> _Extract to read_:

You are viewing a plain text version of this content. The canonical link for it is here.
Posted to issues-all@impala.apache.org by "Sahil Takiar (Jira)" <ji...@apache.org> on 2020/03/02 16:20:00 UTC
[jira] [Commented] (IMPALA-9439) Add kudu support to
single_node_perf_run.py
[ https://issues.apache.org/jira/browse/IMPALA-9439?page=com.atlassian.jira.plugin.system.issuetabpanels:comment-tabpanel&focusedCommentId=17049373#comment-17049373 ]
Sahil Takiar commented on IMPALA-9439:
--------------------------------------
Turns out the correct way to run this against Kudu is:
{code}
./bin/single_node_perf_run.py 984f675e05d83f048afbee5b8a78413b2a624d13 --table_formats=kudu/none/none --load --workloads tpch --scale 5
{code}
AFAICT the scale option is always necessary, otherwise the db resolves to something like {{tpchNone_kudu}} which makes it look like there is a bug in the code. I think we can improve the docs of {{single_node_perf_run}} and just make the scale option mandatory.

> _Recorded data_:
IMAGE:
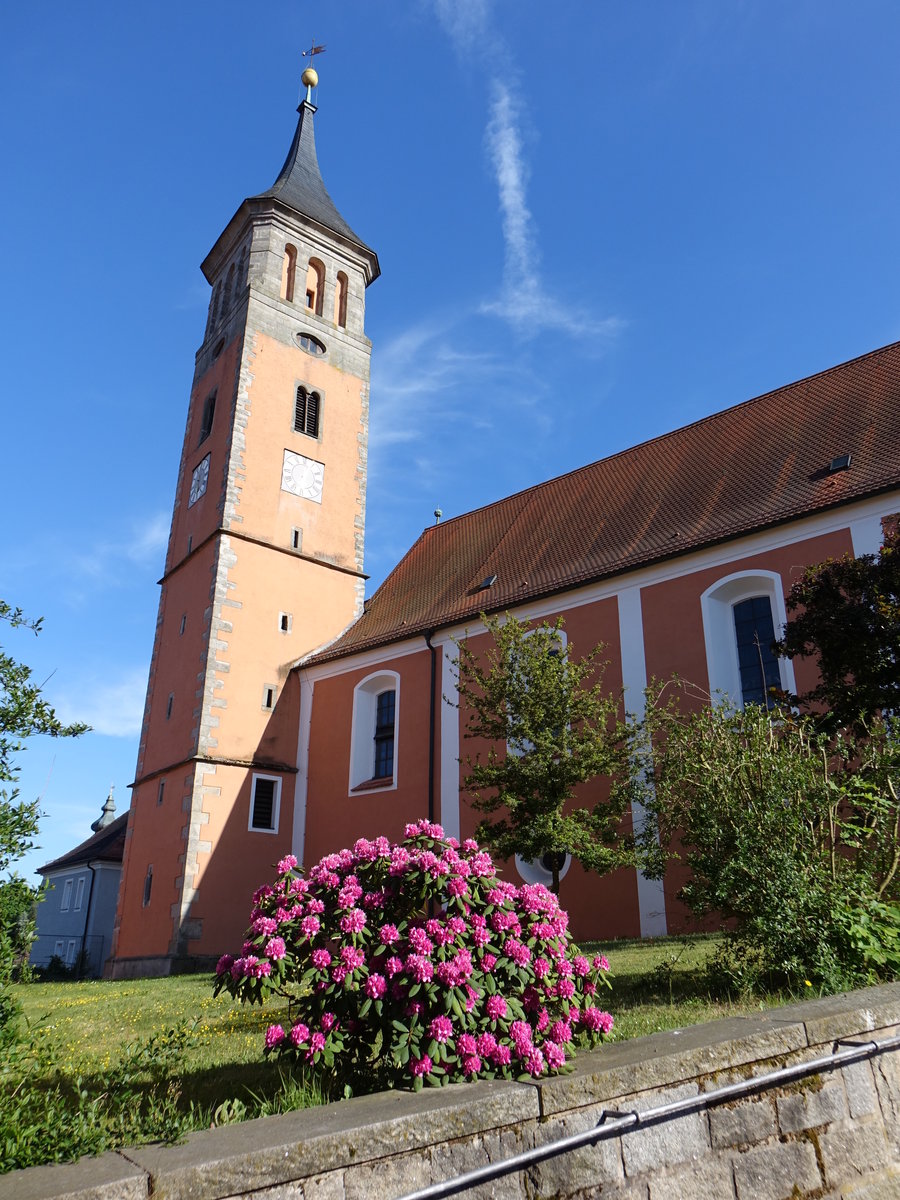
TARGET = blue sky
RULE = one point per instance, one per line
(597, 221)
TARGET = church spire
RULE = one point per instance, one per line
(299, 184)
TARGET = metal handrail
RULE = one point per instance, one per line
(613, 1122)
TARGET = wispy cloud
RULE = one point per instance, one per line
(142, 547)
(419, 378)
(113, 707)
(525, 300)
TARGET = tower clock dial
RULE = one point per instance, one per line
(198, 481)
(303, 477)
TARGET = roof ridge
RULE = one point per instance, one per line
(664, 437)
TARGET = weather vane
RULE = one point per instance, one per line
(313, 49)
(310, 77)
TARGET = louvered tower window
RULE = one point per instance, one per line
(306, 412)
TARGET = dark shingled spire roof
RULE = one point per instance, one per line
(107, 845)
(748, 468)
(299, 184)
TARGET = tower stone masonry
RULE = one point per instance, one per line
(264, 564)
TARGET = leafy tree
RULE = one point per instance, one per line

> _Set of tasks_:
#1 From the Jira comment, list every option passed in the single_node_perf_run.py command, giving each option's value where it has one.
#2 Please condense the paragraph of the Jira comment that begins "AFAICT the scale option" into two shorter sentences, keeping its main points.
#3 Extend the Jira comment, picking up after its last sentence.

> _Answer list_:
#1
--table_formats=kudu/none/none
--load
--workloads tpch
--scale 5

#2 The scale option seems to be always needed, since without it the database name resolves to something like tpchNone_kudu, which looks like a code bug. The docs for single_node_perf_run could be improved and the scale option made mandatory.

#3
> Add kudu support to single_node_perf_run.py
> -------------------------------------------
>
> Key: IMPALA-9439
> URL: https://issues.apache.org/jira/browse/IMPALA-9439
> Project: IMPALA
> Issue Type: Improvement
> Reporter: Sahil Takiar
> Assignee: Sahil Takiar
> Priority: Major
>
> Running {{bin/single_node_perf_run.py}} with {{--table_formats kudu}} currently fails with the following error:
> {code:java}
> Traceback (most recent call last):
> File "./bin/run-workload.py", line 257, in <module>
> workload_runners.append(WorkloadRunner(workload, scale_factor, config))
> File "./tests/performance/workload_runner.py", line 71, in __init__
> self._generate_test_vectors()
> File "./tests/performance/workload_runner.py", line 88, in _generate_test_vectors
> self._test_vectors.append(TableFormatInfo.create_from_string(dataset, tf))
> File "./tests/common/test_dimensions.py", line 70, in create_from_string
> raise ValueError, 'Invalid table format %s' % table_format_string
> ValueError: Invalid table format kudu
> Traceback (most recent call last):
> File "./bin/single_node_perf_run.py", line 348, in <module>
> main()
> File "./bin/single_node_perf_run.py", line 338, in main
> perf_ab_test(options, args)
> File "./bin/single_node_perf_run.py", line 230, in perf_ab_test
> build(hash_a, options)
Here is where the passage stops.